WORK ORDER:
Look through the records, and whenever a line includes the word "guardrail", copy it.

Dataset excerpts
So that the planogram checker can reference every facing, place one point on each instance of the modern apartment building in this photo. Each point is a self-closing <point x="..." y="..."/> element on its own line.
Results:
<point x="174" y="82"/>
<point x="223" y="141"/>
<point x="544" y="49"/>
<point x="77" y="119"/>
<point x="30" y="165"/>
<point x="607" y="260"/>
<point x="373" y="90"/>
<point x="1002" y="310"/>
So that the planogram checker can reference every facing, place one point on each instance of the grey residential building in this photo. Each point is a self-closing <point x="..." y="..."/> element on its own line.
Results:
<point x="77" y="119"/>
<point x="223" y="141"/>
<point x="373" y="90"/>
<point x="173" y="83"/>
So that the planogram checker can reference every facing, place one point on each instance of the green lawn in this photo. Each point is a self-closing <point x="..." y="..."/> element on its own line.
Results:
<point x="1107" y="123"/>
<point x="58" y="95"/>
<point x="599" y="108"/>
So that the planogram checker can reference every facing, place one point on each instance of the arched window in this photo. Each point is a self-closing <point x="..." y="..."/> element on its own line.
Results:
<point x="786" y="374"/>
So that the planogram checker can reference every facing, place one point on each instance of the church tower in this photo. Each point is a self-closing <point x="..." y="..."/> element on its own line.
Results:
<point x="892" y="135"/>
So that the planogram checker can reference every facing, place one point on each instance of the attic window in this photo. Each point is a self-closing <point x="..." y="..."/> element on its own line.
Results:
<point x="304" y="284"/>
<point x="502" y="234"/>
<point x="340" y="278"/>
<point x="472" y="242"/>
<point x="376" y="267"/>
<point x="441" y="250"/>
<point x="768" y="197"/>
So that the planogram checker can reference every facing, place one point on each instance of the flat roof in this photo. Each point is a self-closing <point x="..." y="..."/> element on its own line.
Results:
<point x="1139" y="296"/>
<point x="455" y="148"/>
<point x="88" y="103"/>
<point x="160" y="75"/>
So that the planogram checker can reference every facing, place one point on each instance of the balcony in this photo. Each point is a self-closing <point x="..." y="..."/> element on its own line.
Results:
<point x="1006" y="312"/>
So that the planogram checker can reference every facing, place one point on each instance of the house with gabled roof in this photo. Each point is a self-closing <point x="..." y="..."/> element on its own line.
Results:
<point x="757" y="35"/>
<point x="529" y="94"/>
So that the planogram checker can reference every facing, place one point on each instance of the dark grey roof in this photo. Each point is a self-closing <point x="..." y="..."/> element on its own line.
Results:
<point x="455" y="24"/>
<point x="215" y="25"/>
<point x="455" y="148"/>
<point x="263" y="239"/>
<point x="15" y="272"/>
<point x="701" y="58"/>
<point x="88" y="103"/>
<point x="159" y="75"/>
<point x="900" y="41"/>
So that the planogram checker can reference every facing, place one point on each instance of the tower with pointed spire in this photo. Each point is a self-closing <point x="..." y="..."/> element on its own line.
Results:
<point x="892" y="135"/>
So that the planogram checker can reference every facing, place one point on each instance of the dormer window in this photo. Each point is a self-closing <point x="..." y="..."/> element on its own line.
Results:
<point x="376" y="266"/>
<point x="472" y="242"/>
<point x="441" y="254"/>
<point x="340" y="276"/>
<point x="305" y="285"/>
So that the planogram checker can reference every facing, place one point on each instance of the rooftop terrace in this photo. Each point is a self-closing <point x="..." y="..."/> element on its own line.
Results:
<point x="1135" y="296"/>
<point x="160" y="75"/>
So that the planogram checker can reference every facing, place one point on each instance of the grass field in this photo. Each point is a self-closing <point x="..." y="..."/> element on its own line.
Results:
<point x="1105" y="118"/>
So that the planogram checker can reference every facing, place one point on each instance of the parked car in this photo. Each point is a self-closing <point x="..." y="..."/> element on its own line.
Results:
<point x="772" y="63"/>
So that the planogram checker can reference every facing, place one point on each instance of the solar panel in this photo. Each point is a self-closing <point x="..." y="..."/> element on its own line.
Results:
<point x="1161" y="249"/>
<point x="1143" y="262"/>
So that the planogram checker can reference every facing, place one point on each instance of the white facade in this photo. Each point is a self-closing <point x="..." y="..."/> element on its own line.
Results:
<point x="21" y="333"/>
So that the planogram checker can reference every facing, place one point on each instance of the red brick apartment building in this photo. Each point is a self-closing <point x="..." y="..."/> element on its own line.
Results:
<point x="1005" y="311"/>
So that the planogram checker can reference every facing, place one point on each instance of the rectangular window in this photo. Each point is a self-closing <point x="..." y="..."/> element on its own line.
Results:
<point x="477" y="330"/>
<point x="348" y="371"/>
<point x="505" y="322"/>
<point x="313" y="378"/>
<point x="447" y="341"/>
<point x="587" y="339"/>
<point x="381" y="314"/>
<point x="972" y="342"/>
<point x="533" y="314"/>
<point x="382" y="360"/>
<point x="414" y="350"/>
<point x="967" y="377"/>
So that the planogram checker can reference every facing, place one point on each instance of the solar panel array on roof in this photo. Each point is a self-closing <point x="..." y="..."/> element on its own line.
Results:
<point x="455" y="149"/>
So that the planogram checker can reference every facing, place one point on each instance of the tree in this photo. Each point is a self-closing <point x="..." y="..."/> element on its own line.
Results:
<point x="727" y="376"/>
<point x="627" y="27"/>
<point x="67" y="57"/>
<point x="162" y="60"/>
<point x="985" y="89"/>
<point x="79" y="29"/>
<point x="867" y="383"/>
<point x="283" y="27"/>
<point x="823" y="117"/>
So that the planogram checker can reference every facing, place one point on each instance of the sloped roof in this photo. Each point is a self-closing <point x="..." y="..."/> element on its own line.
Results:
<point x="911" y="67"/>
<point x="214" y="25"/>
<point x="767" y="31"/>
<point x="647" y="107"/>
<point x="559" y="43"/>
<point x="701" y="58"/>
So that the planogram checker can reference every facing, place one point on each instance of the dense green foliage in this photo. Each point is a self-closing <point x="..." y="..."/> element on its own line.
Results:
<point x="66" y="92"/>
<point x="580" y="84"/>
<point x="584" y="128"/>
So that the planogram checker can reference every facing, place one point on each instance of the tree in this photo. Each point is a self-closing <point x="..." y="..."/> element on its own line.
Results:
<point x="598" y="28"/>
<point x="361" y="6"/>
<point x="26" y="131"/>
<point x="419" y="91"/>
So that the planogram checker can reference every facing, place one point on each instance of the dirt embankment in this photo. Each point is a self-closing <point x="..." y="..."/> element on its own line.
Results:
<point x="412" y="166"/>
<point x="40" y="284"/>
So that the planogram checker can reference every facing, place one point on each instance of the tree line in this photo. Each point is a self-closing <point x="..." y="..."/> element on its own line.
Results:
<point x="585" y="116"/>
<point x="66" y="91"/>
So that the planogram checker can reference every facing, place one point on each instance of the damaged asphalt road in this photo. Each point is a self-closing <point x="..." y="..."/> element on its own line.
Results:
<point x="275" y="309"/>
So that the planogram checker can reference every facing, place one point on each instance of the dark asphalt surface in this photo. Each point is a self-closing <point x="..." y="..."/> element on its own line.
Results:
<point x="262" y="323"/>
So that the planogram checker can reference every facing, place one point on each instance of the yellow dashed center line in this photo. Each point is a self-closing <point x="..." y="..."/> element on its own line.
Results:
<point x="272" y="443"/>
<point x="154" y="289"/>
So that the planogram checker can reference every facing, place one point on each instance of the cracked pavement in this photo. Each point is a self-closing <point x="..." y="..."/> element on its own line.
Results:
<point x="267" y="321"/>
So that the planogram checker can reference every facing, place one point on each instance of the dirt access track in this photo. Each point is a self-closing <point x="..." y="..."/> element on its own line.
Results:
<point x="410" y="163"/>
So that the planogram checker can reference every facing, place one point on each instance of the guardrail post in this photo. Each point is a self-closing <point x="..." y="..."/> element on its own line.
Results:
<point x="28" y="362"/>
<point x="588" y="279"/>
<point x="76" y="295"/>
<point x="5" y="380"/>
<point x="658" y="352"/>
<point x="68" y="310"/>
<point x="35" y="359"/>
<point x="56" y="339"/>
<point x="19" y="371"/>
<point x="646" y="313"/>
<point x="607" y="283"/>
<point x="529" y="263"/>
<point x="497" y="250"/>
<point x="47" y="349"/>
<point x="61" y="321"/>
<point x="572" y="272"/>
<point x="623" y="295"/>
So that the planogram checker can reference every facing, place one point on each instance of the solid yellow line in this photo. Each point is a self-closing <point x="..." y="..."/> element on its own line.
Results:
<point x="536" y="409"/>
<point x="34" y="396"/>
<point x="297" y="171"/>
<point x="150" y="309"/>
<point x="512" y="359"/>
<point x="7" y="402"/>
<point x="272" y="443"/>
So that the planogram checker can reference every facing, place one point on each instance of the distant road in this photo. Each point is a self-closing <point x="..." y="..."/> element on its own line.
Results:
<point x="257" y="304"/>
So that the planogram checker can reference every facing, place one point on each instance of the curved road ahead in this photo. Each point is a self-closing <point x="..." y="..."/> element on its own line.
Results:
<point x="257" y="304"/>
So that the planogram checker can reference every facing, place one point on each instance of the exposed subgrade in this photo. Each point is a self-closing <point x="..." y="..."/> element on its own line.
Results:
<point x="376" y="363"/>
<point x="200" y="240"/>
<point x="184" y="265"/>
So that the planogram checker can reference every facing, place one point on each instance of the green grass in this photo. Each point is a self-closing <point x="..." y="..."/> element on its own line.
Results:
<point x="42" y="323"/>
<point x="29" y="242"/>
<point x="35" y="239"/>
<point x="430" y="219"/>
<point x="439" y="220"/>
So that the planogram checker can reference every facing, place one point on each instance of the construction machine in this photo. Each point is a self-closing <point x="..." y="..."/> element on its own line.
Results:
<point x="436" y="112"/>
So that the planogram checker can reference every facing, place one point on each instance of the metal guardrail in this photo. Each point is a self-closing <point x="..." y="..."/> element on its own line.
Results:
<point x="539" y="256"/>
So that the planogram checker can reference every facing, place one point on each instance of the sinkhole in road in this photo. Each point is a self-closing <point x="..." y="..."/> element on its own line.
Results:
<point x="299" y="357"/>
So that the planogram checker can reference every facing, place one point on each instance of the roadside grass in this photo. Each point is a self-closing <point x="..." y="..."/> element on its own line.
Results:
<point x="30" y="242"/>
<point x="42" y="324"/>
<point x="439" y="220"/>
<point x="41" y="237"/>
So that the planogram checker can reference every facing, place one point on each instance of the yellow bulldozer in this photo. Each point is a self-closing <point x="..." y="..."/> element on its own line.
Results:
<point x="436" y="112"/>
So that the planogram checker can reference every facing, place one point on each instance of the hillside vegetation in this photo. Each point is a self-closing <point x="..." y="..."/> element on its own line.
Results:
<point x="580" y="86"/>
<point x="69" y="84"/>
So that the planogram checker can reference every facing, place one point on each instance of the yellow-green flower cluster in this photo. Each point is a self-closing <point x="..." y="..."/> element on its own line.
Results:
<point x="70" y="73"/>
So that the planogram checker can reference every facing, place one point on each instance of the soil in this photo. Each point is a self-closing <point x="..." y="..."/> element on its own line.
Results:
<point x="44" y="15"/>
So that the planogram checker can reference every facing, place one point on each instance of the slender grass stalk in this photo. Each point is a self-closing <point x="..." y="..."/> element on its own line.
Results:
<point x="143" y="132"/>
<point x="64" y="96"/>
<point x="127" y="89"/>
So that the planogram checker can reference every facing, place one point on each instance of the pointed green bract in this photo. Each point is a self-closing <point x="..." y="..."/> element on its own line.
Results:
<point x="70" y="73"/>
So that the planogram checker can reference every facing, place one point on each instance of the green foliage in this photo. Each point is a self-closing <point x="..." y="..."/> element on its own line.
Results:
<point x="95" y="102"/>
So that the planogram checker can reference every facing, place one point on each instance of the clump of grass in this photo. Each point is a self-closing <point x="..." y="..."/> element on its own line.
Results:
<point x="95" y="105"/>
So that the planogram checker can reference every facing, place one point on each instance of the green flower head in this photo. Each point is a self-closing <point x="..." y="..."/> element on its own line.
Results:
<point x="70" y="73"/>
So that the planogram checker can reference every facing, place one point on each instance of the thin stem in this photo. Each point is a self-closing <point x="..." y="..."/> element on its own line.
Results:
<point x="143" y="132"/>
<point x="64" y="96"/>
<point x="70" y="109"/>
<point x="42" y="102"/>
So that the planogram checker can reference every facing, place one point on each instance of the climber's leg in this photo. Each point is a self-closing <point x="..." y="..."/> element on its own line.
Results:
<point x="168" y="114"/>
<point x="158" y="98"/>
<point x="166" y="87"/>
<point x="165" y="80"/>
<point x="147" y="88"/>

REPLY TO THE EXERCISE:
So that the planogram checker can reference every facing, place one point on each instance of the guardrail post in this photo. Each point is a self-closing <point x="..." y="..."/> element on its own line.
So that the planogram checker can reference every facing, place one point on each instance of the metal guardrail in this photo. Each point is a self-closing <point x="..." y="..."/> element on its own line.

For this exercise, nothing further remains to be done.